**TASK PROMPT**
Write out the part of the blog post on talking to a daughter about "pretty" from "I told my daughter" up to and including "to act pretty.", word for word.

**PAGE TEXT**
-- Opening Marker --

Talking to your Daughter about “Pretty”


My daughter is six.  I’m not afraid to have “The Talks” with her.  She already knows that smoking is unhealthy, that there are substances we choose not to put into our bodies, and that Modest is Hottest. I knew we’d be having these conversations, and I was prepared for them. But do you know what I wasn’t prepared for?  Talking about “Pretty.”

She is pretty. She’s also very bright.  Wonderful with language, empathetic, patient. There’s a lot of love in this little girl.  So why do I feel my hackles rise when she asks if she looks pretty?

Will this bow make me pretty?

Am I pretty now that I’m wearing this necklace?

If my hair is black like yours, will I be pretty?

There’s nothing wrong with pretty.  We all want to be pretty.  But the definition of pretty seems to change day by day.  What is pretty?  Las Vegas pretty is different than rural Utah pretty.  Five-year-old pretty is different than 30-year-old pretty.  There’s natural pretty, and extreme pretty (think Anastasiya Shpagina).  Disney princesses are pretty. Brave women scarred by acid attacks are beautiful, but no longer pretty.

How do I explain pretty to my daughter?

My mother handled it beautifully, and I’ll always respect her for it. Whenever somebody said that I or one of my cousins were pretty, she always said, “Yes, and she’s so smart, too.”   She’d point out something else, something to build pretty on, and we never felt like we had to be cute to get through life, or that we didn’t have anything else to offer. I do that with my daughter. I don’t want to take pretty away from her, because I think it’s natural for little girls to want to be pretty, but I don’t want that to be their only worth in life.

My very first short story sale was titled “Show Your Bones”.  It’s a flash fiction piece about the media and obsession with women’s beauty. The main character in the story, who is never given a name, is literally killing herself, but the world eats it up and considers it beautiful.

I wrote it in college, and heaven knows things have only gotten worse since then! I don’t want to take “pretty” away from little girls, but I want there to be more.

I told my daughter that the way you act shows on your face.  I said people who are nice tend to have happy faces, and if somebody is mean and bitter, it can show up on their faces.  I told her that it’s hard to live a life of mean and have a happy, nice face.  To be pretty, you have to act pretty.

I hope that’s the right thing to say.

4 Comments on “Talking to your Daughter about “Pretty””

  1. Yes, I like this. Although, I think that the example of their mothers sends a much louder message than anything we actually say. How we talk about ourselves tells them what to value much more than how we talk about them.

-- Closing Marker --

**EXTRACTED ENTRIES**
-- Opening Marker --

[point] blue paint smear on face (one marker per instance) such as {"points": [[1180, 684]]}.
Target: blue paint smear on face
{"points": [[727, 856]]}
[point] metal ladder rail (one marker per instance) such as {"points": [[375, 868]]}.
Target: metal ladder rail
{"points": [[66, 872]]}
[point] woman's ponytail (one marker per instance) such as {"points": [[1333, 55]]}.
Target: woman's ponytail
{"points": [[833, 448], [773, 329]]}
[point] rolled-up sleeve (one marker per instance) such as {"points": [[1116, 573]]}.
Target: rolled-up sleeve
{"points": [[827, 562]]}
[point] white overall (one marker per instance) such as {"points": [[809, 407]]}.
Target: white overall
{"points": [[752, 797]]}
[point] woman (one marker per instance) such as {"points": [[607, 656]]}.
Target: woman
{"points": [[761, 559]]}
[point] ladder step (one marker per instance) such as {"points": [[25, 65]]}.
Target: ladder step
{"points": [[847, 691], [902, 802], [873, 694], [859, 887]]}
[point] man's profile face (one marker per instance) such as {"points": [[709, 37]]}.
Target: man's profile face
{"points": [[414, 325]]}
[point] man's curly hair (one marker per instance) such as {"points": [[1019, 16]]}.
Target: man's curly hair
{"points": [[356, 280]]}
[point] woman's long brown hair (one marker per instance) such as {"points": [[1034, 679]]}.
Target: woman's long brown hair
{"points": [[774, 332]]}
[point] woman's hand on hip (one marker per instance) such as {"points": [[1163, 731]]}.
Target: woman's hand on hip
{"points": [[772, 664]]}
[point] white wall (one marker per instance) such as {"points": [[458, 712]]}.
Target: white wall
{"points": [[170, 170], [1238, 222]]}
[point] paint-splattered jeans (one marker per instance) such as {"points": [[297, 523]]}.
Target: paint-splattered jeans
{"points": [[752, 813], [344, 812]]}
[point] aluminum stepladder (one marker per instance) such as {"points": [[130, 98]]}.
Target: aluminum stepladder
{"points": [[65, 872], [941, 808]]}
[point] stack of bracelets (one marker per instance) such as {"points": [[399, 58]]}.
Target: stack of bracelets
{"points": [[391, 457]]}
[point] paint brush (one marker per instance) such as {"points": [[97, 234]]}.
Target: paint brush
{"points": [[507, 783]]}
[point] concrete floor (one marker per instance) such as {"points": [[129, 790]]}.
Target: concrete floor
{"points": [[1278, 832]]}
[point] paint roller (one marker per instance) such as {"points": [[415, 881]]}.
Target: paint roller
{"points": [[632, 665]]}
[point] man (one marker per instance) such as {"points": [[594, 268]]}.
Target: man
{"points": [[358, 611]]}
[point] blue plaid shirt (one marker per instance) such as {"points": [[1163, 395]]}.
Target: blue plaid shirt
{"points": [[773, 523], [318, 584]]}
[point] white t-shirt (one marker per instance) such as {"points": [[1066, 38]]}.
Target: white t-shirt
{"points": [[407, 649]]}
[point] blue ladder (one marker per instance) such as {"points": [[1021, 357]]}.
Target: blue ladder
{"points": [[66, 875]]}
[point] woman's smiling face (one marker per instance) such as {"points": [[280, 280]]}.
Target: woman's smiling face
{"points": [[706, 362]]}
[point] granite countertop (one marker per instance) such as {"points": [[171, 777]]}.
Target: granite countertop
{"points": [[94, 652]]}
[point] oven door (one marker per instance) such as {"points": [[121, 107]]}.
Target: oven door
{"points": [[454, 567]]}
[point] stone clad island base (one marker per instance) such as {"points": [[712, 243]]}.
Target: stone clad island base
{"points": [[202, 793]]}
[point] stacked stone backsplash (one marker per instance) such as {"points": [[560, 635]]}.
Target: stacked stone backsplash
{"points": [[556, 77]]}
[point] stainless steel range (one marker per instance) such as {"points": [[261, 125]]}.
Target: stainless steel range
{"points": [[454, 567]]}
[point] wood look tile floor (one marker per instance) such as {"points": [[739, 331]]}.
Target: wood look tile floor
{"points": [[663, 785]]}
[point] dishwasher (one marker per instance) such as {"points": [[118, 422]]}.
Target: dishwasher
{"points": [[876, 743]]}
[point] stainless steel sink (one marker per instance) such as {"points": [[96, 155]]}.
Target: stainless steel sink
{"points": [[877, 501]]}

-- Closing Marker --

**EXERCISE RESULT**
I told my daughter that the way you act shows on your face.  I said people who are nice tend to have happy faces, and if somebody is mean and bitter, it can show up on their faces.  I told her that it’s hard to live a life of mean and have a happy, nice face.  To be pretty, you have to act pretty.